:: Texte extrait
Quand les valeurs chrétiennes sont troquées contre le pouvoir politique
Impossible de comprendre le phénomène Trump sans une certaine connaissance de la droite religieuse américaine. Le journaliste français ClaudeJean Bertrand en a fait, jadis, une analyse intéressante dont on peut s’inspirer. Elle constitue la base électorale de l’actuel président.
Ce regroupement religieux aurait compté jusqu’à 50 millions d’adhérents dont les baptistes forment un nombre important. Surtout situé dans les États du Sud, il est également connu sous l’appellation «Bible Belt». Ses membres sont de discipline très stricte et souhaiteraient imposer au reste du monde un ordre moral qui est le leur. Ils voudraient bien que le pays soit de confession chrétienne, entendre par là, d’un conservatisme réactionnaire. La Bible, selon eux, constituerait, en tout point, la parole de Dieu qu’il faut suivre à la lettre.
Chacun doit se préparer à la seconde venue du Christ et devenir des «born again Christians». Les Américains auraient été mandatés d’une mission particulière, soit celle de sauver le monde.
Ces fondamentalistes trouvent dans la Bible tout ce qu’il faut pour justifier l’esclavage, la ségrégation et la peine capitale. Ils maudissent les organisations ouvrières et favorisent le capitalisme sauvage. Tout cela pour aboutir à l’«American Dream».
Il importe de combattre l’éducation sexuelle dans les écoles, l’obscénité des médias, la législation sur l’avortement et l’acceptation de l’homosexualité. Il faut retourner à la prière dans la salle de classe, purger les bibliothèques, enseigner le créationnisme autant que l’évolutionnisme.
::::
:: Données sources
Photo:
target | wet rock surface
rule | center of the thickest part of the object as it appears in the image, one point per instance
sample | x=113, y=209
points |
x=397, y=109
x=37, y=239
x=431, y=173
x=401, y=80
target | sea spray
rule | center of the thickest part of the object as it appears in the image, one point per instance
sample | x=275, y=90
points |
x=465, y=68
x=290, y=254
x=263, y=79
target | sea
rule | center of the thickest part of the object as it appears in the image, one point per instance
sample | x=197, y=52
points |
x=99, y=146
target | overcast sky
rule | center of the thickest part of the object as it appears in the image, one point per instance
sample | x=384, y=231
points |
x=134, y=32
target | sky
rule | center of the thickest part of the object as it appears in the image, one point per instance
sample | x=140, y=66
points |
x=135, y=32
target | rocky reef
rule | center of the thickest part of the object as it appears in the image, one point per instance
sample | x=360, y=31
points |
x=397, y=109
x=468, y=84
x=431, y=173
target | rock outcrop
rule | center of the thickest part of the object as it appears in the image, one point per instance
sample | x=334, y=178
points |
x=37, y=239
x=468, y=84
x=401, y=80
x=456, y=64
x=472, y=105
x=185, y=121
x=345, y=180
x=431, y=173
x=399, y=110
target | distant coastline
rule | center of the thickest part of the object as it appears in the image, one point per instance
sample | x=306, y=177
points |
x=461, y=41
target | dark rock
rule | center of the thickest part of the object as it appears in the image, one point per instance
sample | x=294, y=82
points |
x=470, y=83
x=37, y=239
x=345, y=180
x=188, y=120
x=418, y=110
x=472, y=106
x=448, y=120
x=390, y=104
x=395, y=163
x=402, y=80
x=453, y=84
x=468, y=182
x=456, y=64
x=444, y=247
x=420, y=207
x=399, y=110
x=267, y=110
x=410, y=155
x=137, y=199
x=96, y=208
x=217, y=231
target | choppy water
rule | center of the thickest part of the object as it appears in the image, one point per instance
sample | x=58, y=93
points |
::::
> **Liste des tâches**:
**1)** Traduisez en anglais cette phrase du texte sur la droite religieuse américaine : « Ils maudissent les organisations ouvrières et favorisent le capitalisme sauvage. »
**2)** Répondez brièvement aux questions suivantes sur le texte consacré à la droite religieuse américaine.
(a) Jusqu'à combien d'adhérents ce regroupement religieux aurait-il compté ?
(b) De quelle mission particulière les Américains auraient-ils été mandatés ?
(c) Que faudrait-il enseigner autant que l'évolutionnisme ?
**3)** Recopiez le passage du texte extrait commençant par « Ce regroupement religieux » et se terminant par « sauver le monde. ».

> **Réponses par tâche**:
**1)** They curse labor organizations and favor unbridled capitalism.

**2)**
(a) Jusqu'à 50 millions d'adhérents.
(b) Celle de sauver le monde.
(c) Le créationnisme.

**3)**
Ce regroupement religieux aurait compté jusqu’à 50 millions d’adhérents dont les baptistes forment un nombre important. Surtout situé dans les États du Sud, il est également connu sous l’appellation «Bible Belt». Ses membres sont de discipline très stricte et souhaiteraient imposer au reste du monde un ordre moral qui est le leur. Ils voudraient bien que le pays soit de confession chrétienne, entendre par là, d’un conservatisme réactionnaire. La Bible, selon eux, constituerait, en tout point, la parole de Dieu qu’il faut suivre à la lettre.
Chacun doit se préparer à la seconde venue du Christ et devenir des «born again Christians». Les Américains auraient été mandatés d’une mission particulière, soit celle de sauver le monde.